= Text section =
Ski resort in Alta, Utah, United States

Alta is a ski area in the western United States, located in the town of Alta in the Wasatch Mountains of Utah, in Salt Lake County. With a skiable area of 2614 acre, Alta's base elevation is 8530 ft and rises to 11,068 ft for a vertical gain of 2538 ft. One of the oldest ski resorts in the country, it opened its first lift in early 1939. Alta is known for receiving more snow than most Utah resorts, with an average annual snowfall of 545 in. It is also regularly ranked as having the best snow in North America. Alta is one of three remaining ski resorts in the U.S. that prohibit snowboarders, along with nearby competitor Deer Valley and Vermont's Mad River Glen.

==History==

===Early history===
Alta is one of the oldest ski areas in the U.S. and is one of just three ski areas in the U.S. that prohibit snowboarders. Located at the head of Little Cottonwood Canyon in Albion Basin and Collins Gulch, barely 30 mi from the Great Salt Lake, Alta resides in a unique micro climate characterized by over 547 in of high volume, low moisture snowfall annually.

Alta Ski Area features long, straight, fall-line pitches. Among the most well known are Alf's High Rustler, Eddie's High Nowhere, Stone Crusher and the Baldy Chutes. Though widely respected as one of the most challenging in-bounds ski areas in the world, Alta has always viewed itself as a local's and family oriented ski area.

The community of Alta was established in 1871 as an offshoot of the silver mining operations in Little Cottonwood Canyon. A fire destroyed most of the town in 1878, then a cataclysmic avalanche in 1885—combined with the decline of mining—heralded a period of dormancy for the town. The area experienced a modest resurgence in mining in the 1900s, but the town declined again shortly thereafter, and was deserted with the exception of a few hardy miners who continued to intermittently prospect the area.

In 1935 the U.S. Forest Service retained the noted skier Alf Engen to hike into the area and determine its potential as a future ski area. Engen's reports expressed great promise for the area, and recommended the purchase of additional surrounding lands to form the ski area. In 1937 a prominent Salt Lake City lawyer, Joe Quinney, along with other local businessmen, formed the Utah Winter Sports Association to oversee the development of skiing at Alta. In the following year construction began on the original Collins chairlift, fashioned from a surplus mining ore tramway system that featured a clamp-cam bullwheel gripping a metal cable strung with single-seat chairs. It was the second such chairlift in the United States, after Sun Valley. Alta opened to skiers for the first time in 1939 on January 15, offering a single ride on the chair for 25 cents.

Dataset entries:

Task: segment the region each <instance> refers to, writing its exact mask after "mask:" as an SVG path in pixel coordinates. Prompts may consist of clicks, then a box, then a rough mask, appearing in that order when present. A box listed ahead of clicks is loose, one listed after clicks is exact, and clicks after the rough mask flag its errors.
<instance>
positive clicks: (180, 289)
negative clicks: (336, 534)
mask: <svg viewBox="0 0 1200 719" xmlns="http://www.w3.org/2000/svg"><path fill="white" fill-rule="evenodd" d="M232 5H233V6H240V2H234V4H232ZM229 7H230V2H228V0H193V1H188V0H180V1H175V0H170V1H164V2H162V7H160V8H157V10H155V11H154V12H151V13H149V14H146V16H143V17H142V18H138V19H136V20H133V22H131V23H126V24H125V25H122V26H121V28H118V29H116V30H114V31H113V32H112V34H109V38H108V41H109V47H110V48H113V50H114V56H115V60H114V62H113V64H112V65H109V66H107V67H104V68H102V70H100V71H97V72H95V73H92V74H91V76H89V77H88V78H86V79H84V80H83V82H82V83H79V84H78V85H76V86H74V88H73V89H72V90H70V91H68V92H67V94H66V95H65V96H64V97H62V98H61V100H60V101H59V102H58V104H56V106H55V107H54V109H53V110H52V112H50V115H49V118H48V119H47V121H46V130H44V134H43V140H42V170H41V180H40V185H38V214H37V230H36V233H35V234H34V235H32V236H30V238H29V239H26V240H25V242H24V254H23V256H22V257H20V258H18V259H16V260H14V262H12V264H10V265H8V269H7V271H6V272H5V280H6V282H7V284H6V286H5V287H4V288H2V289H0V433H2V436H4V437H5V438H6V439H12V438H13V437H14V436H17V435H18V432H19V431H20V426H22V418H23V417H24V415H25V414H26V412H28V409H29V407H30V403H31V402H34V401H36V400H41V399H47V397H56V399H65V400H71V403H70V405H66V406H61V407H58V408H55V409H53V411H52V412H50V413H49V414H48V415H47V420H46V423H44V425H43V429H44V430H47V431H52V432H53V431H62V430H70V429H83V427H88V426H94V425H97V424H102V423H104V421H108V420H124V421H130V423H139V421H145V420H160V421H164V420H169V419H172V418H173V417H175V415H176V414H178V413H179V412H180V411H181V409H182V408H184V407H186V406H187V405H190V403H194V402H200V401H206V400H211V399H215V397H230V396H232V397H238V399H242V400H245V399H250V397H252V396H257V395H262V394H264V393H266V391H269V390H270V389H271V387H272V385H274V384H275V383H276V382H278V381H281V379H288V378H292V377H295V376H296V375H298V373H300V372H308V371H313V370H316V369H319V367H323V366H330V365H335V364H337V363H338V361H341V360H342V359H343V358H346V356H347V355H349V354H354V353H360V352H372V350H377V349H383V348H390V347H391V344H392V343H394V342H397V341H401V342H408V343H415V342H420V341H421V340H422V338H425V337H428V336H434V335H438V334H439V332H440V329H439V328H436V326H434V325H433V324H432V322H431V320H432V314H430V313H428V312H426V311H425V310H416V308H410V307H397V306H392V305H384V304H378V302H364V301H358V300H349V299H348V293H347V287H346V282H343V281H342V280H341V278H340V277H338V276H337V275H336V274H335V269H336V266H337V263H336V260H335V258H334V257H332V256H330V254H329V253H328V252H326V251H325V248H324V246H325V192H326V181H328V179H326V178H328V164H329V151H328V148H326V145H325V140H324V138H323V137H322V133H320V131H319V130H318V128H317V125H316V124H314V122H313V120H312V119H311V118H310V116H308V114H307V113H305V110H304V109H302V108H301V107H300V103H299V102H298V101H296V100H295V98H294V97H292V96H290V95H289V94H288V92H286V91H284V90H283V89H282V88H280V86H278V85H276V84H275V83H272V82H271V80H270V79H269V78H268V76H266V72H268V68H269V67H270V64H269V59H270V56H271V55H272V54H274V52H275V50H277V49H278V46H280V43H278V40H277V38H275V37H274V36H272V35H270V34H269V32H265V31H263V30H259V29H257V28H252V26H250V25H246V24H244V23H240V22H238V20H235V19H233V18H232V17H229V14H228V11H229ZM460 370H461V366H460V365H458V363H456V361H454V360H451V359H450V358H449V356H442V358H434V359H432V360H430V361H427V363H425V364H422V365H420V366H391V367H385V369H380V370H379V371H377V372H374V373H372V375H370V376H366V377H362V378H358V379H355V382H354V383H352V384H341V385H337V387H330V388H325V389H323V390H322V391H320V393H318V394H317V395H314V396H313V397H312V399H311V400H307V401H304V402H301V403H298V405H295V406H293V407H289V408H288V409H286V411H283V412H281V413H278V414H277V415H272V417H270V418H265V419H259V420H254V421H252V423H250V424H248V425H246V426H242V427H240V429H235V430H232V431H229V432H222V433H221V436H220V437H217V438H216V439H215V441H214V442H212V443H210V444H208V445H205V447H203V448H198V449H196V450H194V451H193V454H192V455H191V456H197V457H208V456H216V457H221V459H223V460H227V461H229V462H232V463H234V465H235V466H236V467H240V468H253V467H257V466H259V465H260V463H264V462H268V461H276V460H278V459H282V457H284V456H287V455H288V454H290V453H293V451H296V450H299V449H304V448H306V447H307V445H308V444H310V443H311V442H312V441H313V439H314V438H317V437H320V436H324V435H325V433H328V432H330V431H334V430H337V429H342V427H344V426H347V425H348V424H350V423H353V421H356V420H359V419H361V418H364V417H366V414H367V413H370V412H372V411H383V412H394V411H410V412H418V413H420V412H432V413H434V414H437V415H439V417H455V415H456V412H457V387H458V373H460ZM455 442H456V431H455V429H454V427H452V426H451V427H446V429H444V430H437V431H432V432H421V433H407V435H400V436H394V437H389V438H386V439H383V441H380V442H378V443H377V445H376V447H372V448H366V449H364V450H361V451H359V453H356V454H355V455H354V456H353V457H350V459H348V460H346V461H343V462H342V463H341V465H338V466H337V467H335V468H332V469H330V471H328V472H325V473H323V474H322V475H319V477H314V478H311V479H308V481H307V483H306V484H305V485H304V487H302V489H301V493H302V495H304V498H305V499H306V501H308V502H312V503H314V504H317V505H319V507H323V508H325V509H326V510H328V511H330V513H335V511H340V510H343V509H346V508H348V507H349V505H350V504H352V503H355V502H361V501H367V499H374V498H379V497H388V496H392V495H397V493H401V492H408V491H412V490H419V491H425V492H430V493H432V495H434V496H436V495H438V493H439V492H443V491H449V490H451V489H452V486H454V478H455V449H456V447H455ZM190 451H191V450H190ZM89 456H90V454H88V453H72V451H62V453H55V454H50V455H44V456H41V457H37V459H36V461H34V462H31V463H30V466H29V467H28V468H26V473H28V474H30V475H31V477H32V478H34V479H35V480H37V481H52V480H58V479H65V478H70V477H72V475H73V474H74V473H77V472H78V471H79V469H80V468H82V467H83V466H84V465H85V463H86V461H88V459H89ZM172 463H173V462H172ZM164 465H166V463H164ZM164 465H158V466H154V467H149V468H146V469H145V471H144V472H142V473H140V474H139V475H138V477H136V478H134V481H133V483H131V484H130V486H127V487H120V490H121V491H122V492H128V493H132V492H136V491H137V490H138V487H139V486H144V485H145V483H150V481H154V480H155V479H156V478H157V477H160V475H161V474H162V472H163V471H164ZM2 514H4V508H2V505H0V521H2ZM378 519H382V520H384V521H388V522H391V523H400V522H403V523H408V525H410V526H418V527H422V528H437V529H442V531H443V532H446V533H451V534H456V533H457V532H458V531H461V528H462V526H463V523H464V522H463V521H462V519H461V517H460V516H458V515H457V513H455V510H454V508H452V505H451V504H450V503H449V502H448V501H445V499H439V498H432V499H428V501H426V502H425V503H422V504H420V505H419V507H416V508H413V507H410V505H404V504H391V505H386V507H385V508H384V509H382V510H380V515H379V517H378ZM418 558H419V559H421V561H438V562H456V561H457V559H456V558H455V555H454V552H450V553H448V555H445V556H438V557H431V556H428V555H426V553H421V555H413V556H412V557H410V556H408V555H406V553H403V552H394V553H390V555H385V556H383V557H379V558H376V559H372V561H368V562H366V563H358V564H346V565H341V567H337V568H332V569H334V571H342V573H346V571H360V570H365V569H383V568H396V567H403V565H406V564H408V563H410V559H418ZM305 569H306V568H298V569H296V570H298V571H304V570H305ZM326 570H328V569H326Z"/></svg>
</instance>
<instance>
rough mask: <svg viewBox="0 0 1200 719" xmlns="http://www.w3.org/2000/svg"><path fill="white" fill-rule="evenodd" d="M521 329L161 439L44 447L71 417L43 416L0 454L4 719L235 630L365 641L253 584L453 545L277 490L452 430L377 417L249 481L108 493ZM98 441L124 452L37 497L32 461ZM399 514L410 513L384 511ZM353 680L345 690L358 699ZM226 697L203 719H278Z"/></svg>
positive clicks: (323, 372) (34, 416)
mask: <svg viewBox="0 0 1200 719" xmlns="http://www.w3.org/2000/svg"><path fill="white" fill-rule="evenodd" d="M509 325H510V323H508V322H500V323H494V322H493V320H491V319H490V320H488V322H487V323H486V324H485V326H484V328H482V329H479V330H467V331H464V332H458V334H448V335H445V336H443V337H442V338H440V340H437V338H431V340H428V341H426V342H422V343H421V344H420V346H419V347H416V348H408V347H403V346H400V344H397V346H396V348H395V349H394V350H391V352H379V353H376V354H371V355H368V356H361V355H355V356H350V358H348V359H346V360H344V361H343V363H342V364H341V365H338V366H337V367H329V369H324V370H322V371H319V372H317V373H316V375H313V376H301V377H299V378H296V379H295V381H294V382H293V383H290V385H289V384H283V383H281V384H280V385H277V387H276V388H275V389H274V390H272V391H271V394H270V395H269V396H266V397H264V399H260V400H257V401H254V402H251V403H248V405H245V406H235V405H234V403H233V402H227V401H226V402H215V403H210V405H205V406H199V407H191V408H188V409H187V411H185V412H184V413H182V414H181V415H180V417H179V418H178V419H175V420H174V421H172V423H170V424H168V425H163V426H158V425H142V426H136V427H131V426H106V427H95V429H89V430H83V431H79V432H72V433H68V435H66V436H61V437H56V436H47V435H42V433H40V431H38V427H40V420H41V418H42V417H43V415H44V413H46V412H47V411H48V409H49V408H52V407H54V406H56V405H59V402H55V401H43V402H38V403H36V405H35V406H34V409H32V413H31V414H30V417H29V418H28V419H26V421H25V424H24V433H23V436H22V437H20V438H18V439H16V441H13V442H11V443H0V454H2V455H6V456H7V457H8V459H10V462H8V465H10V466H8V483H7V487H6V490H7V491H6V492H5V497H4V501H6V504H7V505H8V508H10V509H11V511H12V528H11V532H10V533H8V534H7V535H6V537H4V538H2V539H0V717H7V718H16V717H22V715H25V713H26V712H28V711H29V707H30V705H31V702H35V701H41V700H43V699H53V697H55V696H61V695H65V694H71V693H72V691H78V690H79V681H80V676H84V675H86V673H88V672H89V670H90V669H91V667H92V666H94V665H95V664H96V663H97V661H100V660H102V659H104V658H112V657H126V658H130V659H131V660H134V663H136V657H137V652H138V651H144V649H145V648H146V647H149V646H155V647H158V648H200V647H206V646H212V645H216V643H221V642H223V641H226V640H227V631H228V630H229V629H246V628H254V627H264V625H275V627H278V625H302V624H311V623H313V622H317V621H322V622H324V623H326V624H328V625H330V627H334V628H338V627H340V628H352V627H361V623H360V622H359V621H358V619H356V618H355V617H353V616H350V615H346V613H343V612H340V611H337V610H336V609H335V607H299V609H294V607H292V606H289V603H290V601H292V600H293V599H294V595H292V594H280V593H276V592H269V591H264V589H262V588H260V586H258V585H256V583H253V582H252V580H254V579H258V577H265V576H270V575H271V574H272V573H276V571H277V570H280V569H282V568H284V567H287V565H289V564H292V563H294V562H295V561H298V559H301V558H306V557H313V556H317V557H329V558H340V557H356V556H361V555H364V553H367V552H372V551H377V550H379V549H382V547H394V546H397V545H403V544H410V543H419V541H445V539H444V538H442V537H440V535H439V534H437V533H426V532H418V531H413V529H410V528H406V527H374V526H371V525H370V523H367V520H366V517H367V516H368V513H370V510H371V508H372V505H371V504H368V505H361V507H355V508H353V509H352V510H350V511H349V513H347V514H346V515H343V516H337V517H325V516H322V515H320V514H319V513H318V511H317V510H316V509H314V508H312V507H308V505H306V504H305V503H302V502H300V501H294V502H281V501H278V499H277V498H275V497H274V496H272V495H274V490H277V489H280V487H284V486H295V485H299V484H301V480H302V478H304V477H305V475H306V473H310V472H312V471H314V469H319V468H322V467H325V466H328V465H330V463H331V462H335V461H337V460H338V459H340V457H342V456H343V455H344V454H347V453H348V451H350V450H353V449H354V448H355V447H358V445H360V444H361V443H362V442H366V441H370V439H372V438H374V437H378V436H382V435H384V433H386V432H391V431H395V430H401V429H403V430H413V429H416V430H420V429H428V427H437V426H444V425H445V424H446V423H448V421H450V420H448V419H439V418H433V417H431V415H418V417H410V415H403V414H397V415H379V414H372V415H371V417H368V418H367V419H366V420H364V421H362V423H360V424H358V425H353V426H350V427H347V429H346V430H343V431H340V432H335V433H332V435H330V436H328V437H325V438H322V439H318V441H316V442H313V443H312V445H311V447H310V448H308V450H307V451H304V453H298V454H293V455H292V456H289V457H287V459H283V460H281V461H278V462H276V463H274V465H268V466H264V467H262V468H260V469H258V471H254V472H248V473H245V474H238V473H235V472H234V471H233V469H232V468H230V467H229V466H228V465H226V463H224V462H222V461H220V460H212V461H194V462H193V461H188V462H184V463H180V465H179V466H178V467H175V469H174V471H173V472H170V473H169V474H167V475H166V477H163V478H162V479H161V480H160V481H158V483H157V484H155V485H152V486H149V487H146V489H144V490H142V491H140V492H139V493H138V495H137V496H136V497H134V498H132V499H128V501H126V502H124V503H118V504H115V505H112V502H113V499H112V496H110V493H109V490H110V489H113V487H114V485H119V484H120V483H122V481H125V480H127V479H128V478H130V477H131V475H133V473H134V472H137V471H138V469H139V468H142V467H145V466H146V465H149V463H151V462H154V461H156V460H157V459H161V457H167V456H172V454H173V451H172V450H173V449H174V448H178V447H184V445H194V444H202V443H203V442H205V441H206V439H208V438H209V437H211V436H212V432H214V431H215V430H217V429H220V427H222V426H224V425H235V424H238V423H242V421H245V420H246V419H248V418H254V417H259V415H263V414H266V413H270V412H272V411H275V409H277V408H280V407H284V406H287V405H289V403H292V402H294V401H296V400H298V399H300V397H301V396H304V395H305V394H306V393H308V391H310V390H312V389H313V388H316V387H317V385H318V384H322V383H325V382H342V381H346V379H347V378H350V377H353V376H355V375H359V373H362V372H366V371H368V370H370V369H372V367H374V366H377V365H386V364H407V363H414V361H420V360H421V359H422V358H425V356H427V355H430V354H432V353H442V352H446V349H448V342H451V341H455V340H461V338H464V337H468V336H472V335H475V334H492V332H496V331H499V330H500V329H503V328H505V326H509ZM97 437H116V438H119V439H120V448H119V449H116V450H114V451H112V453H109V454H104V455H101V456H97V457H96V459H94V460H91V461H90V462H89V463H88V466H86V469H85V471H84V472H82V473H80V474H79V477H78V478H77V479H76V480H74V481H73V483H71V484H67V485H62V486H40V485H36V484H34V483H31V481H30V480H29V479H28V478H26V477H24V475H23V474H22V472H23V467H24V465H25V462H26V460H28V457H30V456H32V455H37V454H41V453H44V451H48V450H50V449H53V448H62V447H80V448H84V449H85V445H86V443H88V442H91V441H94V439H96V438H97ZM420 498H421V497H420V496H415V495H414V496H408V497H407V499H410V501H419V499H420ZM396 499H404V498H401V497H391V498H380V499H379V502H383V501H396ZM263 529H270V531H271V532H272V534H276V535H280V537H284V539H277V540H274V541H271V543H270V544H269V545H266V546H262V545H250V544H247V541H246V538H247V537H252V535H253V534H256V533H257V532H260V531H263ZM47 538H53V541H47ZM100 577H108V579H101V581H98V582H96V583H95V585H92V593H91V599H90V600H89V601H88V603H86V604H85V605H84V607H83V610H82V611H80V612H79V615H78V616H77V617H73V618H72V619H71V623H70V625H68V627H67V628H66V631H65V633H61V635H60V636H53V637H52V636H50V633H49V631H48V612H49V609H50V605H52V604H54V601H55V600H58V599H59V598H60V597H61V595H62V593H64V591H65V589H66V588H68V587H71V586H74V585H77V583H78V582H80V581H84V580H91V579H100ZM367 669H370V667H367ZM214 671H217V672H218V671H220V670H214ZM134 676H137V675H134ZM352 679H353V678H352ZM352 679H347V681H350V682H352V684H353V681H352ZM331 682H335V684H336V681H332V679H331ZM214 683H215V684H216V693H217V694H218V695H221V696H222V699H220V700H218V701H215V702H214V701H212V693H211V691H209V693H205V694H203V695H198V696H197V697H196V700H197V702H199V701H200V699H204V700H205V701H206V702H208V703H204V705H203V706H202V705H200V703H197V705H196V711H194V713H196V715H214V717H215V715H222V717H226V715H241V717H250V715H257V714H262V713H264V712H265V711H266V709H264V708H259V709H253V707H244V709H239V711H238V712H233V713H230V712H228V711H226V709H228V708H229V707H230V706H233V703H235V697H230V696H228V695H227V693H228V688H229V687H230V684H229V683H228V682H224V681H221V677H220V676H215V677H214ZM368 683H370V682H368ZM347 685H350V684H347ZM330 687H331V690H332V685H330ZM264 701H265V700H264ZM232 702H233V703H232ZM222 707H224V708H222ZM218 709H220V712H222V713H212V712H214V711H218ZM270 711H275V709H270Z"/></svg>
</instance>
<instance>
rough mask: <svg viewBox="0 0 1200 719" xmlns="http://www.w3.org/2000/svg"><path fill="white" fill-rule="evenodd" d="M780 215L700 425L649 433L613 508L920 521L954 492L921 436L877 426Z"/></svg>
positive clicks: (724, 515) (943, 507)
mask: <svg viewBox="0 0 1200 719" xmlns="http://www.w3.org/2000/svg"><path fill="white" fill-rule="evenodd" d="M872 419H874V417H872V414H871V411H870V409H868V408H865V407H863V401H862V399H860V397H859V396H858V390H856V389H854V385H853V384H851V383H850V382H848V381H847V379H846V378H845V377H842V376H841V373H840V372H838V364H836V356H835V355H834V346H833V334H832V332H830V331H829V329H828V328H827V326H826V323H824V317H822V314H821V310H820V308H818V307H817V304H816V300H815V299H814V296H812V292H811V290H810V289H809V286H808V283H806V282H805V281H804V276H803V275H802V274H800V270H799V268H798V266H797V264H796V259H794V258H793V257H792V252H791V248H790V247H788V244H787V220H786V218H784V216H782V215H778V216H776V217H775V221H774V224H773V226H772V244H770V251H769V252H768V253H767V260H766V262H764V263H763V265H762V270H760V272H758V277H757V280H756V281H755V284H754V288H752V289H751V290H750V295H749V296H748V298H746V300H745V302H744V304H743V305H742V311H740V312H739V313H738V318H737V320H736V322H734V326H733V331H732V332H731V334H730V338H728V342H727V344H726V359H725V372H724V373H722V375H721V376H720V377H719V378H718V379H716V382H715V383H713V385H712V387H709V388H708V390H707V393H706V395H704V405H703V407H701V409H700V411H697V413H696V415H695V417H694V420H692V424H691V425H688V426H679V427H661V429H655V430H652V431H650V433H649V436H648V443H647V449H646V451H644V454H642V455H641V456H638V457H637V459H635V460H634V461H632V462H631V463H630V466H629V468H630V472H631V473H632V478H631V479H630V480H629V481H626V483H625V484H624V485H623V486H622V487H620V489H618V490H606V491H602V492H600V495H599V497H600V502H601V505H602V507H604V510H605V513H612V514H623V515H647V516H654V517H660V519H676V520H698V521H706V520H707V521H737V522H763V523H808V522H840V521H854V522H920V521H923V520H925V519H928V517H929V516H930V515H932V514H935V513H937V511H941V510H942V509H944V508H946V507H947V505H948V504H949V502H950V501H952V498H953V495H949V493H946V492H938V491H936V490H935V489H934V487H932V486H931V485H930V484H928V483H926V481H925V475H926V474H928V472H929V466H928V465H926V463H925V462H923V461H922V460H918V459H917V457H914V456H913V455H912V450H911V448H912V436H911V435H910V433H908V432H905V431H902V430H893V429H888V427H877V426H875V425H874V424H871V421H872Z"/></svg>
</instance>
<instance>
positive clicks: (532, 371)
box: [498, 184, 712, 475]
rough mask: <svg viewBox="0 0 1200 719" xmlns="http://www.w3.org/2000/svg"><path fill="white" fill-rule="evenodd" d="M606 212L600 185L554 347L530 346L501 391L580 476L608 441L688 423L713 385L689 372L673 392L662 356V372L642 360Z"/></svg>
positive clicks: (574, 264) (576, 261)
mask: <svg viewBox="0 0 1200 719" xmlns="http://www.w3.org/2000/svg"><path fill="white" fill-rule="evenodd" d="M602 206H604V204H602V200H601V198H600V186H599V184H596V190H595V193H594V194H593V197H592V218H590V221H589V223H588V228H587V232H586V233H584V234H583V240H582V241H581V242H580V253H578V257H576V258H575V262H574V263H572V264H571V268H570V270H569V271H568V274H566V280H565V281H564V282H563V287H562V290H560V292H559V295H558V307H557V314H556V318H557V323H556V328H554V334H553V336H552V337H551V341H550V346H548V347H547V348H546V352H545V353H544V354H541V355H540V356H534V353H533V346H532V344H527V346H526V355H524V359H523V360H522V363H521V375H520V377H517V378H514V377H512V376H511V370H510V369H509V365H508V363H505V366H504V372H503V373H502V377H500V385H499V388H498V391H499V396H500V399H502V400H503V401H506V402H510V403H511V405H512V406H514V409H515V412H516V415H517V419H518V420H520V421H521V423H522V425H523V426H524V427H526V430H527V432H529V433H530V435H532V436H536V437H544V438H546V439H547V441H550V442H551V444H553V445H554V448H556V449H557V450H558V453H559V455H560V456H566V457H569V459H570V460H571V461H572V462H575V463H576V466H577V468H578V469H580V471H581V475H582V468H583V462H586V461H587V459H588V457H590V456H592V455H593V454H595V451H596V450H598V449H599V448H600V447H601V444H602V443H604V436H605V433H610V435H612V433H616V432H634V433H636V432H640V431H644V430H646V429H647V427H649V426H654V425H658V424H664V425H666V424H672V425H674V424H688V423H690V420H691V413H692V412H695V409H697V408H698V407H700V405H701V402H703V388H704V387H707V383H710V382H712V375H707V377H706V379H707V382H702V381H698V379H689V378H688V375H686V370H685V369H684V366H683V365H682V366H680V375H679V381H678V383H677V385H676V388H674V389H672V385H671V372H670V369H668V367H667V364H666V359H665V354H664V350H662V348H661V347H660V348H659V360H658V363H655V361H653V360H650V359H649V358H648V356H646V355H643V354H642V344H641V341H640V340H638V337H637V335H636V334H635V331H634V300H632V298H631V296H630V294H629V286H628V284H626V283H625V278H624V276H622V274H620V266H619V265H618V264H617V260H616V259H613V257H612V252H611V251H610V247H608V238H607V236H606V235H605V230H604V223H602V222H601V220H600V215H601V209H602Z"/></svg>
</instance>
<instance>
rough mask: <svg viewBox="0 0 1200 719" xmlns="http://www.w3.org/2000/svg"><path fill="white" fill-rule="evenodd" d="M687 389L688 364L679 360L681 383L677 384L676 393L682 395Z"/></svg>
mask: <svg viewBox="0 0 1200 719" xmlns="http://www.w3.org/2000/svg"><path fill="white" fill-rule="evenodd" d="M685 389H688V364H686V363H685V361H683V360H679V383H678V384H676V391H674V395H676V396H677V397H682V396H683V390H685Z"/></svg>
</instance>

= Exercise requirements =
Reproduce the stretch of the Alta ski area text from "Alta Ski Area" through "prospect the area.". Rely only on the text about the Alta ski area.

= Written response =
Alta Ski Area features long, straight, fall-line pitches. Among the most well known are Alf's High Rustler, Eddie's High Nowhere, Stone Crusher and the Baldy Chutes. Though widely respected as one of the most challenging in-bounds ski areas in the world, Alta has always viewed itself as a local's and family oriented ski area.

The community of Alta was established in 1871 as an offshoot of the silver mining operations in Little Cottonwood Canyon. A fire destroyed most of the town in 1878, then a cataclysmic avalanche in 1885—combined with the decline of mining—heralded a period of dormancy for the town. The area experienced a modest resurgence in mining in the 1900s, but the town declined again shortly thereafter, and was deserted with the exception of a few hardy miners who continued to intermittently prospect the area.